_Excerpted records_
Start

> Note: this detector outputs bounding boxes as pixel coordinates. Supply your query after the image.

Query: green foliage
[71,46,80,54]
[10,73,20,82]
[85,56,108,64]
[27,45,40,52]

End

_Problem statement_
Render the listing above as a JSON list of strings, one string for each line, and leave out blank lines.

_Answer to this task_
[
  "> Note: this detector outputs bounding boxes as pixel coordinates. Supply your query after the image.",
  "Query: green foliage",
  "[71,46,80,54]",
  "[10,73,20,82]",
  "[85,56,108,64]",
  "[27,45,40,52]"
]